:: Dataset extract ::
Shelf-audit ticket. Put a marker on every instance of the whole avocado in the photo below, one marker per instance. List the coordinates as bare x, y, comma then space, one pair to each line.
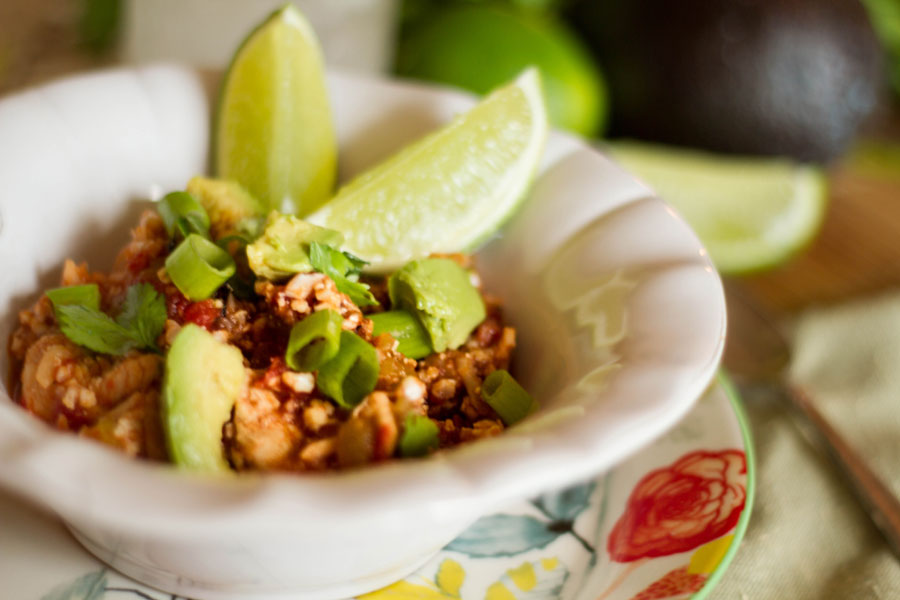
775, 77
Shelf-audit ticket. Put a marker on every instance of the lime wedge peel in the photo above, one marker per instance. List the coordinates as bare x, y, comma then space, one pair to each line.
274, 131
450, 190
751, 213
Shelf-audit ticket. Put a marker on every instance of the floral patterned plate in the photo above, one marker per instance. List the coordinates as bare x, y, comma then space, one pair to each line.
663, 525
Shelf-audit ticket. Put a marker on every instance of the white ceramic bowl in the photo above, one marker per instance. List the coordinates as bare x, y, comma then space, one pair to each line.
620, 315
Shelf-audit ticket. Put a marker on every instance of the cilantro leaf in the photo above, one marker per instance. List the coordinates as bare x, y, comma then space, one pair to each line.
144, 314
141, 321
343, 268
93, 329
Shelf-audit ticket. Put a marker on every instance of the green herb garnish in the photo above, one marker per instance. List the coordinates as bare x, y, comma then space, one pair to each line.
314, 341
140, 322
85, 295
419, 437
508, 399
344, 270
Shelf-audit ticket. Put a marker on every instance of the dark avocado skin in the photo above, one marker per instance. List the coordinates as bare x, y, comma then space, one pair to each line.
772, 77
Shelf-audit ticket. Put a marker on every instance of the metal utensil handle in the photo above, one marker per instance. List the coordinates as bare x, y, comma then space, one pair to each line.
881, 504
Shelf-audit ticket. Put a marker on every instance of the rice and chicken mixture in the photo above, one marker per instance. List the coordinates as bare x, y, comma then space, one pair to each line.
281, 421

--

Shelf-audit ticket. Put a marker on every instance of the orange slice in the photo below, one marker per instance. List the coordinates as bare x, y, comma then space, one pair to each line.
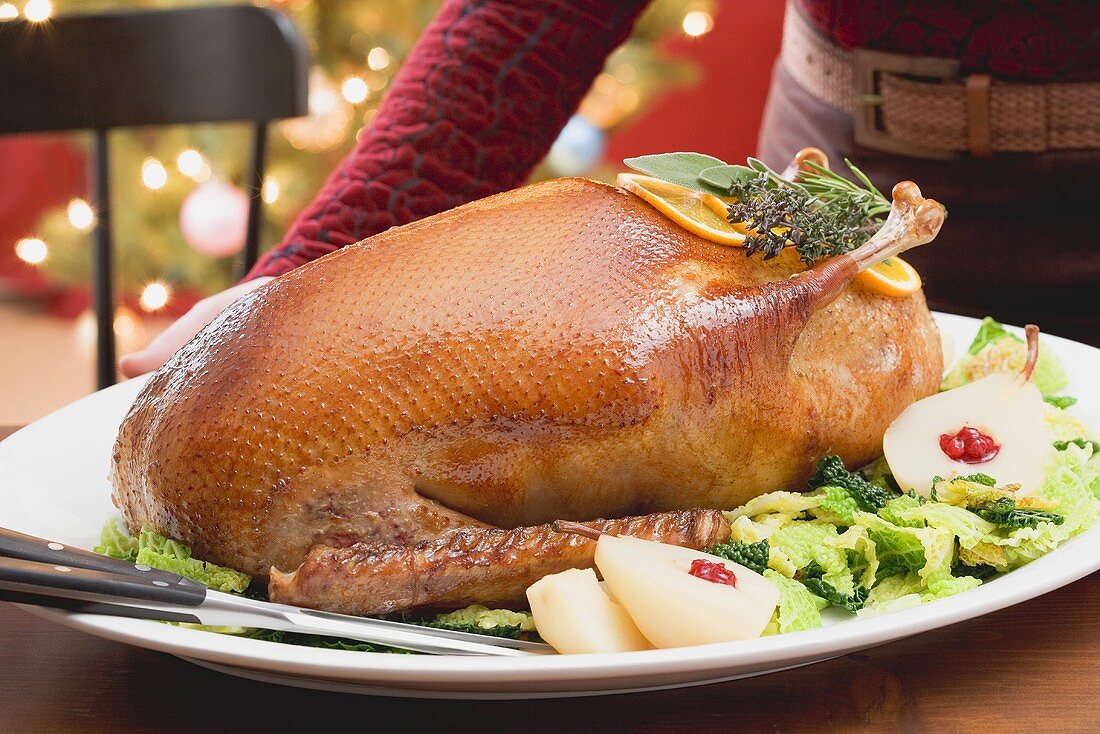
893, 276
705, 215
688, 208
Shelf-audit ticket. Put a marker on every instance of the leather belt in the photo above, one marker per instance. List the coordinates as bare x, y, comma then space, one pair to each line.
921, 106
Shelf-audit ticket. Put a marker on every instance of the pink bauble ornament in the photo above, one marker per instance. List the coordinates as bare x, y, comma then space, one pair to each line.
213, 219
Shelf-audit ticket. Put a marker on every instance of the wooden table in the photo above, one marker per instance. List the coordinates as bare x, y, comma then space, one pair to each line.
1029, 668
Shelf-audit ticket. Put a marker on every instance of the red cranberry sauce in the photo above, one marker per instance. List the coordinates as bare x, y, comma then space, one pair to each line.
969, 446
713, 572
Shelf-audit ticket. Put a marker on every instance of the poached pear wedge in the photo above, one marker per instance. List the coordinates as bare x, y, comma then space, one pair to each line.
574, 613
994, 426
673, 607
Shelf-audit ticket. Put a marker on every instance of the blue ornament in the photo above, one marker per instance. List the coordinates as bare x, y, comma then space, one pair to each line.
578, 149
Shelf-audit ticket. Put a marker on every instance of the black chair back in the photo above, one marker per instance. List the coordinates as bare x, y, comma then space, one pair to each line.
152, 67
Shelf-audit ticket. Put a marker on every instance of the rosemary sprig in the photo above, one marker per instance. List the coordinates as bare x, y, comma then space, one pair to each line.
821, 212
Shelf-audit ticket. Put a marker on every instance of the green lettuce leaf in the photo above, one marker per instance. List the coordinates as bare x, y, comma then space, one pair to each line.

:: How to complete this task ::
Of the entries above, repeat exactly the lines between the line with "Shelf-audit ticket. Put a marker on every instance of the blue" and the line with "the green lettuce", inclusive, and no others.

:: Reply ::
Shelf-audit ticket. Put a marker on every instance of the blue ornament in the photo above, one marker per instance. List the coordinates as bare x, y, comma then space, one pair to each line.
578, 149
Shelf-audit ticket. Put a marker on every instance of the black chair back in the photo above, one marker per instance. List the coordinates as bare x, y, comma then space, one pair to each line.
152, 67
Shelf-audit ticket. Put a marker on every instance of the rosemary sprig in the photo above, one marker per instance. List the coordinates as bare x, y, comma then space, one pair to each line.
821, 212
Shelf-audit ticket. Put a marker on every instance of the green lettuce leaf in the photo above, one marker per instance. List the coordinates as bare x, y, comma then space, one pair to each line.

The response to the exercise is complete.